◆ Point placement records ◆
= = = =

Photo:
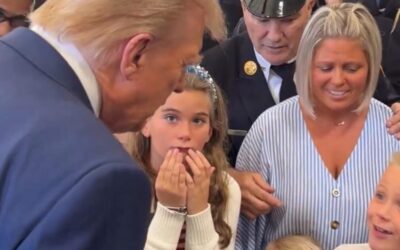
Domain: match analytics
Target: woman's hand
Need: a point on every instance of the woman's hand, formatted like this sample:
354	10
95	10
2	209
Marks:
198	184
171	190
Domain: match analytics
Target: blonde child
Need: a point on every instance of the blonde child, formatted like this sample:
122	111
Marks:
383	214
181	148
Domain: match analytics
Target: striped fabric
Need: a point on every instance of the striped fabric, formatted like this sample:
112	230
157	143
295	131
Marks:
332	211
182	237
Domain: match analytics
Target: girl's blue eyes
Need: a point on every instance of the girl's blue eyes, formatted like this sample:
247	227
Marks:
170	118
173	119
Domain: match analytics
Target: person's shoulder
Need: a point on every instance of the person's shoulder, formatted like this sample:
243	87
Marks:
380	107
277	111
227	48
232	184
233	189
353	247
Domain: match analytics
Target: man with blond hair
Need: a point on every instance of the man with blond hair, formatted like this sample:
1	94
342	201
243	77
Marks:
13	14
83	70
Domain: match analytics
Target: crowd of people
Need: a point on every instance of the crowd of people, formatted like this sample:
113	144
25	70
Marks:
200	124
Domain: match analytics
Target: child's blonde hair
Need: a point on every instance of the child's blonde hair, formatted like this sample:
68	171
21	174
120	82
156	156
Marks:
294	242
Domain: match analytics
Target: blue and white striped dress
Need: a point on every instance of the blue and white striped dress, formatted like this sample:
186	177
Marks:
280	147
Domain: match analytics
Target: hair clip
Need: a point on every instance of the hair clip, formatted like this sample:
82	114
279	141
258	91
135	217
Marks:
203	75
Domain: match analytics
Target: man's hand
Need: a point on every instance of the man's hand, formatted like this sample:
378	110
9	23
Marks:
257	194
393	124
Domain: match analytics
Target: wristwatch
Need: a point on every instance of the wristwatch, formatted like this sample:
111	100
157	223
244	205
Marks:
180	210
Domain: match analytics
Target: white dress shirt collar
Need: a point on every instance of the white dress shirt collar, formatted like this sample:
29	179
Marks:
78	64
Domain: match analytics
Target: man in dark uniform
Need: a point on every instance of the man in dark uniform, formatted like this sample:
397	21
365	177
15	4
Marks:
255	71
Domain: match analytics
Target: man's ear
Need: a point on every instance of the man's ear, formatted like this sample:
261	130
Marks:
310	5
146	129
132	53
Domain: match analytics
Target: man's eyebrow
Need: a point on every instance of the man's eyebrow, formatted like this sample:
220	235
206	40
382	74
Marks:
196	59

= = = =

◆ THE PROBLEM ◆
Will you restate every entry word for word and omit the images?

◆ ANSWER TO THIS EXERCISE ◆
Photo:
Domain: match analytics
Target: woman's hand
Need: a point on every instance of the woman's hand, formatted like this sample:
354	10
95	10
2	209
Marks:
198	184
171	190
Domain: match analytics
Target: blonde child
Need: a point on every instance of the blonde child, formatted like this sample:
122	111
Marks:
383	214
181	148
Domain: match analytics
Target: striped fabric
Need: a point on every instance of the striped fabric, formatted like this sample:
112	230
157	143
295	131
Marks:
332	211
182	237
Domain: match analytics
Target: girl's blue eyes
Need: a point on every instance of the girl's blue eyes, formatted like this sample:
247	227
Marks:
170	118
173	119
Domain: match analytics
Target: person's shoulder
Need: a point on every instance of the person's shoulder, formatted like this sample:
243	87
Marks:
380	107
277	111
227	48
232	184
233	189
353	247
Domain: match analytics
Target: man with blond hair
Need: a point on every instance of the man with blond hair, formatted like this sample:
1	94
342	201
243	77
Marks:
13	14
83	70
Domain: match analytics
Target: crowd of people
Need: a point on every instance of the crowd of people, formatted like this sample:
113	144
25	70
Marks:
200	124
Domain: match analytics
Target: child's blonde hair
Need: a point on every instance of the child's blonde hair, formatted like this sample:
68	171
21	174
120	82
156	156
Marks:
294	242
Domain: match analytics
Target: blue and white striped dress
Need: a point on every instance of the blue and white striped dress, formatted like this sample:
186	177
Marks:
280	147
Domain: match analytics
Target: hair clip
Need: a point on every instance of the hair clip, formatted like this sample:
82	114
279	141
258	91
135	217
Marks:
203	75
Domain: match analytics
Target: man's hand
Need: a point on every instance of the man's hand, formatted like this sample:
378	110
9	23
Marks:
257	194
393	124
Domain: match analytics
Target: wristwatch
Need: a point on every instance of the wristwatch, formatted like this sample:
111	100
157	223
244	205
Marks:
180	210
Domain: match analytics
Target: white dress shirt collar
Need: a point on every instance of the white dress shirt collar, formatted like this sample:
29	179
Marks:
78	64
Domain: match analytics
Target: man in dark uniform
Need: a point on every instance of the man in dark uniform, formatted like this sample:
397	21
365	177
15	4
Marks:
255	71
Domain: match analytics
Target: man's ear
Need: a point on every instance of the man's ear, formatted like this sample:
261	130
Marks:
310	5
146	129
132	53
Domain: match analytics
Target: man's eyebrow
Need: a point on every instance of the man's eyebrow, formatted like this sample:
220	235
206	40
382	74
Marks:
196	59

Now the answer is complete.